• YOUR GOAL:
Identify every line in the items below that contains the word "wooden", and copy each such line in full.

• MATERIAL:
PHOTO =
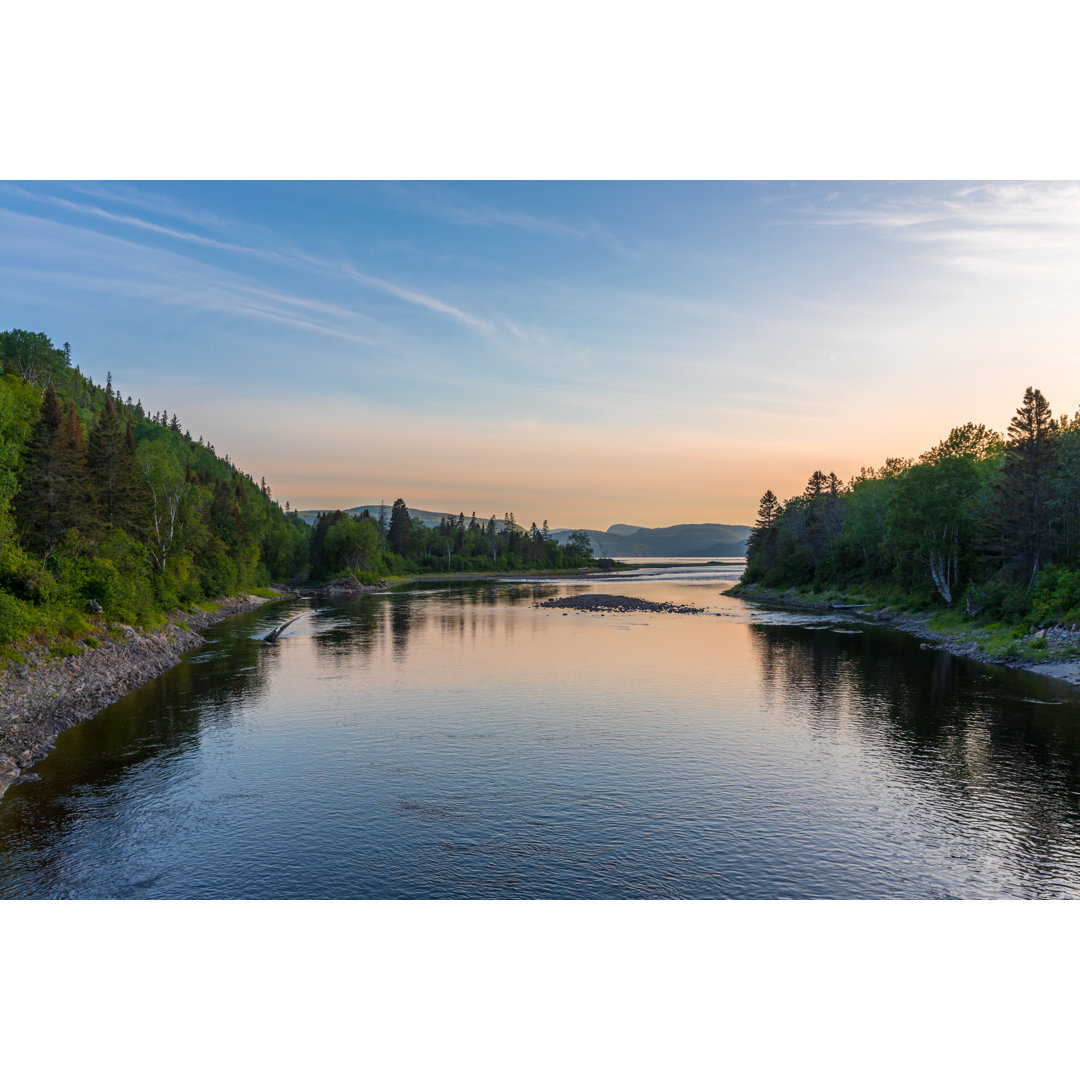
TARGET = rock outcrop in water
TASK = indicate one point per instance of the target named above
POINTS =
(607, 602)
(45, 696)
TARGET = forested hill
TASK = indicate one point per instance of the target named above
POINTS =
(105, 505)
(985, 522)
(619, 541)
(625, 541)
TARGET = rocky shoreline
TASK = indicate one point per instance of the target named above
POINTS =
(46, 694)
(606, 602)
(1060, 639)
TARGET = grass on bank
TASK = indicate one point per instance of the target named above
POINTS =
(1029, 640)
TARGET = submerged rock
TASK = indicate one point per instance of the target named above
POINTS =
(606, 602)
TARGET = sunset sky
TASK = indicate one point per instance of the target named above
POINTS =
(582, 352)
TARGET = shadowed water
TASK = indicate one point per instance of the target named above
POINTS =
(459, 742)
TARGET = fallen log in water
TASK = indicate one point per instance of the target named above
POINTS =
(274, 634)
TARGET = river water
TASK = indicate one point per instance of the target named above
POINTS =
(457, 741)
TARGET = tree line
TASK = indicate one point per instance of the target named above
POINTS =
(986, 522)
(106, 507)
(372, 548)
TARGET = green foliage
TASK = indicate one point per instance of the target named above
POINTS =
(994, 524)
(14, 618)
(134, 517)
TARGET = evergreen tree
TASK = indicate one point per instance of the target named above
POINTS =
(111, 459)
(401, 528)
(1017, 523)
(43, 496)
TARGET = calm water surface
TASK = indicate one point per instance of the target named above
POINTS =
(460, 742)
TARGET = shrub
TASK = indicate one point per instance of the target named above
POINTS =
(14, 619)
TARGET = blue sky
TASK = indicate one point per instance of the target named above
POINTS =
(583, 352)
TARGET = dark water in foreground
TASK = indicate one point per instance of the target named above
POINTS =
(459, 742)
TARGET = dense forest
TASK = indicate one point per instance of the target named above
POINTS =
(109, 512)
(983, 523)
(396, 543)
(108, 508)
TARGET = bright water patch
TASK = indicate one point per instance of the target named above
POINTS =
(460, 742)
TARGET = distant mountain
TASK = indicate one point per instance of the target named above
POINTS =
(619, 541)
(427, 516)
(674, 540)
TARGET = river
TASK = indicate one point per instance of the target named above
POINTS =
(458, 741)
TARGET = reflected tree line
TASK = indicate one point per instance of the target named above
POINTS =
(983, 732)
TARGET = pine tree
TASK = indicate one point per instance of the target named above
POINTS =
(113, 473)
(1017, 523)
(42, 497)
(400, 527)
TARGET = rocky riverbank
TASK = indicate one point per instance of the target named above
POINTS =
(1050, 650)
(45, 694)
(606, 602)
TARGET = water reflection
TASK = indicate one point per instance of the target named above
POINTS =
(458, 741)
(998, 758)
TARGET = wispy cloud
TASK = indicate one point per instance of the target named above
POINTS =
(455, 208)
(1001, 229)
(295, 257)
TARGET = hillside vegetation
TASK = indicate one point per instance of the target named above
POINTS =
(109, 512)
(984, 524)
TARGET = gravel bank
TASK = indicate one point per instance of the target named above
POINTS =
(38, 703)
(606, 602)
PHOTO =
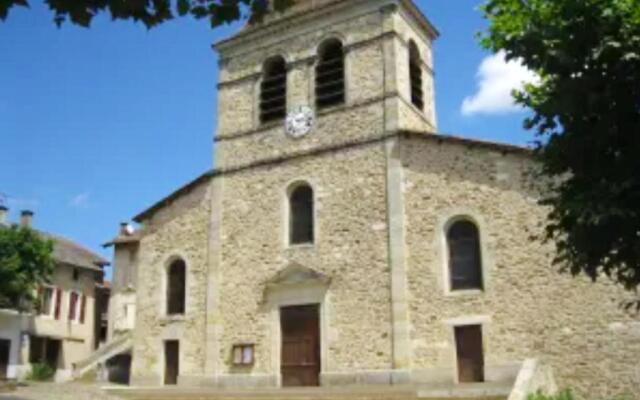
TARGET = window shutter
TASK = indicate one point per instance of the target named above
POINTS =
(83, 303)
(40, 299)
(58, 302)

==

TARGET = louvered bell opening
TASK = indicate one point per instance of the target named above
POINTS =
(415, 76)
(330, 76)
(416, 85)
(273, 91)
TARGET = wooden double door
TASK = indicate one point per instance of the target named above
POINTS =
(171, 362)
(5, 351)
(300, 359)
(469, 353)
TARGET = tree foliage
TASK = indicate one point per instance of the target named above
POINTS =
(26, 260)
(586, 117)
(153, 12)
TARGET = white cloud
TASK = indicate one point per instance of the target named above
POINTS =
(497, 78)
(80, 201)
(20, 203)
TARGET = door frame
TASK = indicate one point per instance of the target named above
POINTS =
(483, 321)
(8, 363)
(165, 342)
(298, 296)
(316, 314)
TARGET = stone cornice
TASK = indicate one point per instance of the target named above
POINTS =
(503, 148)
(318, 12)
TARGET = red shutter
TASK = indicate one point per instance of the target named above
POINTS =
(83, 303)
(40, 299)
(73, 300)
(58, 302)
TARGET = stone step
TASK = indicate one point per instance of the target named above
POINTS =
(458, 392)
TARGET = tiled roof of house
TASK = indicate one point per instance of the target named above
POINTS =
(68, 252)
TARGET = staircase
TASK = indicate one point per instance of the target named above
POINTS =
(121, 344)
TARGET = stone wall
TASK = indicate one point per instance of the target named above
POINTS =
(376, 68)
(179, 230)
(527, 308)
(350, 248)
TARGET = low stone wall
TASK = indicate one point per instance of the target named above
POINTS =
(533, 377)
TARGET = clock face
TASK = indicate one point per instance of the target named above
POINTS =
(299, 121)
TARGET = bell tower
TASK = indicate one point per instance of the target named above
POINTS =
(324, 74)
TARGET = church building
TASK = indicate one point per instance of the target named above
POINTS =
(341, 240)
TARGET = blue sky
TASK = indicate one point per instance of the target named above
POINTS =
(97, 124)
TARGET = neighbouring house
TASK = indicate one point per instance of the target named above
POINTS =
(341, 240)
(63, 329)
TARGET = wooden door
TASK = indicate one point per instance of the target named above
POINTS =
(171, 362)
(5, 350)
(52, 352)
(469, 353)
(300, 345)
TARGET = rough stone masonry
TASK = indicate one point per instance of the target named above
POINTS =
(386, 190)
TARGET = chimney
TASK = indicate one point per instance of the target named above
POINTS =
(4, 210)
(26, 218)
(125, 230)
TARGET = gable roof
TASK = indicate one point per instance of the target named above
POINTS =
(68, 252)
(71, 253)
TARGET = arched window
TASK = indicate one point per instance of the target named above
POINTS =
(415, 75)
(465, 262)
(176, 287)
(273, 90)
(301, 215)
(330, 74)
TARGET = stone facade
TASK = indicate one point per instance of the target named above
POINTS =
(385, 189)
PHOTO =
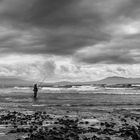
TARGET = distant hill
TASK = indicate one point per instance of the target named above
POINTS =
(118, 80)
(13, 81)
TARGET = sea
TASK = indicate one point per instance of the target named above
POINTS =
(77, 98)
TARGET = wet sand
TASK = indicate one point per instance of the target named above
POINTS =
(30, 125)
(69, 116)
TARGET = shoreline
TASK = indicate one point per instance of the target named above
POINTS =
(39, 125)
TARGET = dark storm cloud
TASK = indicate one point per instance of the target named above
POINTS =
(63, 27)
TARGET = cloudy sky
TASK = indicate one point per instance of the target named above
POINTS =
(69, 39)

• EXERCISE ANSWER:
TARGET = wooden double door
TARGET = wooden door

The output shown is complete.